Written problem: Starting at the beginning of the data and ending at the line containing "38], [117, 45]]]", write out every line again, requests included, and increase each polygon coordinate in the answers by 32. Leave the pictures out.

Supplied data:

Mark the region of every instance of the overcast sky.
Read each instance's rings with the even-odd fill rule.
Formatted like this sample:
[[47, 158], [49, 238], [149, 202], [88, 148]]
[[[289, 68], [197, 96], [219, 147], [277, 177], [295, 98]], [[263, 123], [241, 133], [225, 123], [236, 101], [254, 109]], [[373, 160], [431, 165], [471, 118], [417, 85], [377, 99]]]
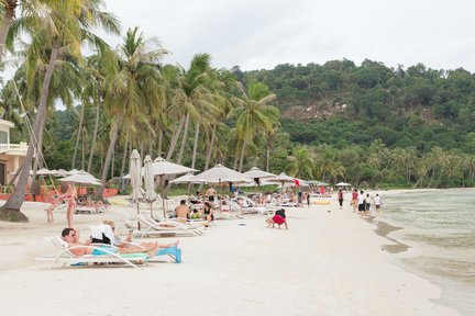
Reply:
[[[158, 37], [188, 68], [197, 53], [243, 70], [365, 59], [475, 72], [472, 0], [106, 0], [107, 11]], [[119, 38], [110, 38], [117, 45]]]

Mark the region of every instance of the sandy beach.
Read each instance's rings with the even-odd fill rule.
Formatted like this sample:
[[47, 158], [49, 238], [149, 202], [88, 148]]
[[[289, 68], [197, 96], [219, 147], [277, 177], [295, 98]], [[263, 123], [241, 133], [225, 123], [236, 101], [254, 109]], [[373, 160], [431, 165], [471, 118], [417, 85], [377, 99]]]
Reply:
[[[0, 222], [4, 315], [460, 315], [434, 303], [441, 290], [395, 264], [396, 242], [345, 201], [287, 208], [289, 230], [265, 228], [264, 216], [217, 221], [201, 237], [179, 238], [181, 264], [59, 268], [35, 262], [54, 253], [65, 212], [46, 224], [46, 204], [24, 203], [26, 224]], [[75, 215], [81, 237], [118, 210]], [[176, 238], [159, 238], [163, 241]], [[389, 250], [388, 250], [389, 249]], [[399, 248], [398, 248], [399, 249]], [[410, 255], [411, 249], [404, 256]], [[393, 251], [397, 252], [397, 251]]]

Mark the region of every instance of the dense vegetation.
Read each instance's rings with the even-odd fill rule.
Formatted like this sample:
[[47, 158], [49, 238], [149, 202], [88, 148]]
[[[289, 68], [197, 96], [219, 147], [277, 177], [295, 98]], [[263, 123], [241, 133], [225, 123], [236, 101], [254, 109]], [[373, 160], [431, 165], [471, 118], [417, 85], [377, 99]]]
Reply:
[[[0, 56], [16, 60], [0, 112], [20, 126], [12, 142], [30, 144], [7, 208], [19, 208], [31, 168], [80, 168], [106, 182], [126, 171], [132, 148], [200, 170], [222, 162], [373, 187], [474, 184], [468, 71], [343, 59], [243, 72], [211, 67], [209, 54], [185, 69], [164, 65], [168, 52], [139, 27], [122, 34], [102, 4], [0, 3]], [[122, 44], [110, 47], [99, 27]]]

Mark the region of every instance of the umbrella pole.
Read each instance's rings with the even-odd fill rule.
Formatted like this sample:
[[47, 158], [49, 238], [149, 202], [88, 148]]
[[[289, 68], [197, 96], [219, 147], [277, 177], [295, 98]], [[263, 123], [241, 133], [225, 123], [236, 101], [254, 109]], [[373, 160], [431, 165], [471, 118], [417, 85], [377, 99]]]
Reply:
[[[139, 205], [139, 201], [137, 201], [137, 216], [140, 215], [140, 205]], [[137, 218], [137, 228], [140, 230], [140, 221]]]

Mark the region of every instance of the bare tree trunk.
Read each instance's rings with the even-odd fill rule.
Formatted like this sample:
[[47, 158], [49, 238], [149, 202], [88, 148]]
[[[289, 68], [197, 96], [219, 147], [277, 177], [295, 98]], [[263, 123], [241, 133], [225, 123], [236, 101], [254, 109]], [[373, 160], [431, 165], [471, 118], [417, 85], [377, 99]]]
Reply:
[[58, 45], [57, 43], [55, 43], [52, 47], [49, 63], [46, 68], [46, 74], [43, 80], [40, 104], [37, 108], [36, 117], [33, 125], [33, 135], [31, 135], [30, 138], [30, 145], [24, 159], [24, 165], [12, 195], [7, 201], [4, 208], [0, 212], [0, 218], [4, 221], [10, 221], [10, 222], [27, 221], [27, 217], [20, 212], [20, 207], [23, 205], [23, 194], [24, 194], [24, 190], [25, 190], [25, 185], [26, 185], [26, 181], [31, 168], [31, 162], [33, 160], [34, 147], [36, 145], [35, 140], [43, 133], [42, 122], [46, 114], [46, 101], [49, 92], [51, 79], [53, 77], [53, 71], [56, 65], [57, 54], [58, 54]]
[[162, 144], [163, 144], [163, 127], [158, 127], [158, 153], [157, 157], [162, 157]]
[[183, 155], [185, 153], [185, 145], [186, 145], [186, 138], [188, 136], [188, 125], [189, 125], [189, 114], [186, 114], [186, 119], [185, 119], [185, 128], [184, 128], [184, 136], [181, 137], [181, 147], [180, 147], [180, 151], [178, 154], [178, 159], [177, 159], [177, 163], [181, 163], [181, 159], [183, 159]]
[[0, 61], [3, 61], [7, 35], [13, 21], [14, 11], [18, 4], [18, 0], [8, 0], [7, 3], [3, 4], [5, 8], [3, 8], [3, 16], [0, 26]]
[[102, 180], [102, 185], [106, 184], [107, 181], [107, 176], [109, 173], [109, 167], [111, 163], [111, 158], [112, 158], [112, 154], [114, 151], [115, 148], [115, 142], [119, 135], [119, 125], [122, 123], [122, 115], [119, 115], [118, 117], [115, 117], [114, 121], [114, 125], [112, 127], [112, 133], [111, 133], [111, 140], [109, 143], [109, 149], [108, 153], [106, 155], [106, 161], [104, 165], [102, 167], [102, 176], [101, 176], [101, 180]]
[[246, 145], [247, 145], [247, 138], [244, 137], [244, 139], [243, 139], [243, 148], [242, 148], [242, 151], [241, 151], [241, 159], [240, 159], [240, 169], [239, 169], [240, 172], [242, 172], [242, 167], [244, 165], [244, 153], [245, 153]]
[[122, 166], [121, 166], [121, 173], [119, 174], [122, 177], [124, 174], [125, 170], [125, 162], [128, 161], [128, 146], [129, 146], [129, 133], [125, 136], [125, 145], [124, 145], [124, 153], [122, 155]]
[[89, 163], [88, 163], [88, 172], [91, 172], [92, 169], [92, 158], [93, 158], [93, 154], [95, 154], [95, 148], [96, 148], [96, 142], [97, 142], [97, 135], [99, 132], [99, 117], [100, 117], [100, 105], [102, 104], [102, 100], [100, 97], [100, 88], [97, 89], [98, 90], [98, 98], [99, 98], [99, 102], [96, 106], [96, 123], [95, 123], [95, 134], [92, 136], [92, 144], [91, 144], [91, 149], [89, 153]]
[[[197, 122], [195, 126], [195, 143], [194, 143], [194, 154], [191, 156], [191, 169], [195, 169], [196, 155], [198, 150], [198, 136], [199, 136], [199, 122]], [[188, 194], [190, 194], [192, 187], [194, 187], [192, 183], [188, 184]]]
[[79, 147], [79, 140], [81, 138], [81, 134], [82, 134], [82, 122], [84, 122], [84, 112], [85, 112], [85, 104], [82, 103], [81, 106], [81, 112], [79, 114], [79, 126], [78, 126], [78, 132], [77, 132], [77, 138], [76, 138], [76, 145], [75, 145], [75, 150], [73, 154], [73, 162], [71, 162], [71, 169], [74, 169], [76, 167], [76, 155], [77, 155], [77, 148]]
[[167, 154], [167, 156], [165, 158], [165, 160], [167, 160], [167, 161], [169, 161], [169, 159], [172, 158], [172, 156], [173, 156], [173, 154], [175, 151], [175, 147], [176, 147], [176, 144], [178, 142], [178, 137], [179, 137], [179, 134], [181, 133], [181, 128], [183, 128], [184, 124], [185, 124], [185, 115], [181, 116], [180, 122], [179, 122], [178, 126], [176, 127], [175, 133], [174, 133], [174, 135], [172, 137], [170, 146], [168, 148], [168, 154]]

Full answer:
Mark the region of every instance of the overcast sky.
Read each instance's rings with the even-odd fill rule.
Formatted like this sample:
[[47, 158], [49, 238], [149, 202], [88, 148]]
[[[289, 68], [197, 96], [219, 147], [277, 177], [295, 98]], [[263, 123], [241, 133], [225, 123], [236, 101], [254, 109]], [[373, 160], [431, 165], [471, 118], [417, 85], [377, 99]]]
Reply:
[[[190, 69], [220, 100], [229, 85], [275, 102], [397, 91], [507, 104], [504, 32], [138, 32], [139, 43]], [[151, 70], [142, 70], [149, 77]]]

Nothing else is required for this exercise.